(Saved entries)
..........

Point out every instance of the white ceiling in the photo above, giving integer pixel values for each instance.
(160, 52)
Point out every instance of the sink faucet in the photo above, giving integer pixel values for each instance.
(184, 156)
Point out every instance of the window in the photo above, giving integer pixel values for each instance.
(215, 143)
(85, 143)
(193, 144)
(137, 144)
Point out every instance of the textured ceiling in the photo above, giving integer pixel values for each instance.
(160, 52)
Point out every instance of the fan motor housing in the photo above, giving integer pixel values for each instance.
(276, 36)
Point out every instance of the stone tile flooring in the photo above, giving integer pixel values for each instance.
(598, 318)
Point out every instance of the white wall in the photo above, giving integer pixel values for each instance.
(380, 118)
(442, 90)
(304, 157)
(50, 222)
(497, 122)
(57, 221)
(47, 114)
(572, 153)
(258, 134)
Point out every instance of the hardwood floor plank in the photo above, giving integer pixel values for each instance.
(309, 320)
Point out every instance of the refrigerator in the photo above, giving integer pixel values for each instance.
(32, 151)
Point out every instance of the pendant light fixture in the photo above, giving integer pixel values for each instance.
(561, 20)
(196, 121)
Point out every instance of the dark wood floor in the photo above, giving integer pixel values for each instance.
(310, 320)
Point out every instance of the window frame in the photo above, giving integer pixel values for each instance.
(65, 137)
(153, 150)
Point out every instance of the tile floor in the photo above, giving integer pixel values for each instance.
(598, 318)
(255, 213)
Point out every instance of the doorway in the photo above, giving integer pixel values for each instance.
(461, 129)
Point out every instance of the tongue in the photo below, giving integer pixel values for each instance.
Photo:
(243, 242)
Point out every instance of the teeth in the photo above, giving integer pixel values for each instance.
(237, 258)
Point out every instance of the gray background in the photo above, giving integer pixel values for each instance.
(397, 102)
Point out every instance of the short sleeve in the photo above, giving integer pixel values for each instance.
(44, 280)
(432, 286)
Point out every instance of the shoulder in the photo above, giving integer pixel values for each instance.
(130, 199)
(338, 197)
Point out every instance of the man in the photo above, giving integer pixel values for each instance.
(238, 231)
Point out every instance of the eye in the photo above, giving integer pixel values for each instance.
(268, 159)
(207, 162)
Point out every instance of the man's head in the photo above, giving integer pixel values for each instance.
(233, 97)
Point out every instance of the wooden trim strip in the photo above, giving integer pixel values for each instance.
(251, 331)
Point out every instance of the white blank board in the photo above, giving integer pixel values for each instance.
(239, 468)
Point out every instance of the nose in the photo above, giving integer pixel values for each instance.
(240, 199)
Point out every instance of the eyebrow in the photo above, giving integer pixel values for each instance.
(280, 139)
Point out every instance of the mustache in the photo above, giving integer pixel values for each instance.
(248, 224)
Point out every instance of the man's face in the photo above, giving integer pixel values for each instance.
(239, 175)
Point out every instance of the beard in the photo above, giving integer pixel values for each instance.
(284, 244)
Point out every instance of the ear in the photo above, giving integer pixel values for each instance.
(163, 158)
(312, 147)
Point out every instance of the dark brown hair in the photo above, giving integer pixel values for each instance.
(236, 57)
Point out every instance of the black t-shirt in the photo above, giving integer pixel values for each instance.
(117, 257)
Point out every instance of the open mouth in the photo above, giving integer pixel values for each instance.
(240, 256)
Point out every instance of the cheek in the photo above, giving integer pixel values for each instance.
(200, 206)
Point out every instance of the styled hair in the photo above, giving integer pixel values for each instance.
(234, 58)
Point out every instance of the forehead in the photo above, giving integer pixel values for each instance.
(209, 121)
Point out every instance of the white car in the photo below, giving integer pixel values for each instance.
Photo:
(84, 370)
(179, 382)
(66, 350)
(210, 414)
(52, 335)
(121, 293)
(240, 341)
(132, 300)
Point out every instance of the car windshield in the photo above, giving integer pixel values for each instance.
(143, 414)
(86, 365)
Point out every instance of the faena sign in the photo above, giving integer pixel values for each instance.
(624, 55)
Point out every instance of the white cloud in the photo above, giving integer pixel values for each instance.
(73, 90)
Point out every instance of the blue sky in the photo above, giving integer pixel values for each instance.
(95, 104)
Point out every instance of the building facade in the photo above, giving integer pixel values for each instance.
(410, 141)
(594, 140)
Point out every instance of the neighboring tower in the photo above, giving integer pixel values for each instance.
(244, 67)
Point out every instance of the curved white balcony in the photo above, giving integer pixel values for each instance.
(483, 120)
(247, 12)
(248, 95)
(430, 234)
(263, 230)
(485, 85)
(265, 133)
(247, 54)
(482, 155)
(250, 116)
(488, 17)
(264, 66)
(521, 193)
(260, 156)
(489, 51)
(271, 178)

..........

• CHALLENGE:
Print all of the entries exactly as they appear.

• EXERCISE OUTPUT:
Point out every instance of the white ceiling in the photo above, giving integer pixel values for each instance.
(160, 52)
Point out every instance of the sink faucet in the photo above, giving integer pixel values for each instance.
(184, 156)
Point out every instance of the window in the photo above, giving integer pixel values for each instance.
(215, 143)
(85, 143)
(193, 144)
(137, 144)
Point out every instance of the textured ceiling in the photo above, giving integer pixel values for each instance.
(160, 52)
Point out every instance of the fan motor housing in the photo above, giving integer pixel values for each instance.
(276, 36)
Point out every instance of the stone tile flooring in the photo above, giving integer pixel values for each instance.
(598, 318)
Point out every instance of the white wall in the photo above, giving integer pixel values for each instance.
(380, 118)
(442, 90)
(304, 157)
(50, 222)
(497, 122)
(57, 221)
(47, 114)
(572, 153)
(258, 134)
Point out every instance of the hardwood floor plank in the photo above, giving integer pixel values for each instance.
(309, 320)
Point out every instance of the refrigerator in the photo above, giving integer pixel values for each instance.
(32, 151)
Point out every instance of the pendant light fixture in the photo above, giving integer pixel values for each instance.
(561, 20)
(196, 121)
Point out every instance of the dark wood floor in the photo above, giving integer pixel values for each instance.
(310, 320)
Point out every instance of the window frame in the photo above, giving integer pixel values for each instance.
(65, 137)
(153, 150)
Point out every instance of the tile floor in the photo above, giving integer pixel values for each instance.
(598, 318)
(255, 213)
Point out every instance of the doorway in the photo above, giving integer pixel values for each instance.
(461, 129)
Point out every instance of the tongue in the photo below, giving integer pixel values for each instance.
Photo:
(243, 242)
Point out every instance of the teeth in the photo above, giving integer pixel values for each instance.
(237, 258)
Point out every instance of the gray background in the photo above, giving integer pixel values for each instance.
(397, 102)
Point out every instance of the short sleeve in the photo above, giving integer pixel values for each instance.
(44, 280)
(432, 286)
Point out every instance of the shoulder in the photo above, giving integer pixel values for each instance.
(130, 199)
(338, 197)
Point out every instance of the man in the photo above, giving integer pixel values for each instance.
(238, 231)
Point out every instance of the eye in the photo above, giving integer pixel values for each instance.
(268, 159)
(207, 162)
Point out every instance of the man's head in the photo above, giving integer pixel values for each instance.
(233, 97)
Point out every instance of the wooden trim strip in the photo above, giving integer pixel values for each instance.
(251, 331)
Point out every instance of the white blank board in the photo above, giving integer pixel values for each instance.
(239, 468)
Point out every instance of the nose in the photo above, giving integer pixel values for each instance.
(240, 199)
Point out every instance of the eyebrow in the photo above, giving integer pixel values for each instance.
(280, 139)
Point out every instance of the mustache in the photo above, giving integer pixel values for each instance.
(248, 224)
Point out every instance of the man's face in the photo above, giving integer pixel values for each instance.
(239, 175)
Point out every instance of the beard in the photo above, giving integer pixel values for each instance.
(284, 244)
Point out every instance of the ear in the photo above, giving integer pixel values for each instance.
(163, 158)
(312, 147)
Point out every instance of the dark brown hair in the photo above, giving integer pixel values for each instance.
(236, 57)
Point out every instance of the black t-shirt in the photo above, giving integer pixel values for each instance.
(117, 257)
Point out every instance of the open mouth in the photo above, giving integer pixel values for each instance.
(240, 256)
Point out every instance of the cheek in the photo above, giving integer pixel values for each instance.
(200, 206)
Point out every instance of the styled hair in the photo above, giving integer pixel values for each instance.
(234, 58)
Point out every instance of the forehead in the photo above, giving integer pixel values for each instance.
(209, 121)
Point out every instance of the white car in the photo below, giving integer pixel values for each instance.
Photo:
(84, 370)
(179, 382)
(66, 350)
(210, 414)
(52, 335)
(121, 293)
(240, 341)
(132, 300)
Point out every instance of the car windshield in the photo above, giving integer pixel values for each instance.
(143, 414)
(86, 365)
Point out every instance of the faena sign in the photo above, giving integer pixel values for each instance.
(624, 55)
Point out every instance of the white cloud in the photo above, giving integer pixel values for each instance.
(73, 90)
Point out every instance of the blue sky in the photo above, giving integer pixel values for each instance.
(95, 104)
Point out every instance of the building facade in the photo above, giving integer pixel values for each instance.
(410, 141)
(594, 140)
Point out every instance of the neighboring tower in the photo above, giving integer pixel values for each instance.
(244, 67)
Point out every instance of the curved white balcony in the photo above, giving integer pixel values for each instance.
(483, 120)
(247, 12)
(248, 95)
(430, 234)
(263, 230)
(485, 85)
(265, 133)
(247, 54)
(482, 155)
(250, 116)
(488, 17)
(264, 66)
(521, 193)
(260, 156)
(489, 51)
(271, 178)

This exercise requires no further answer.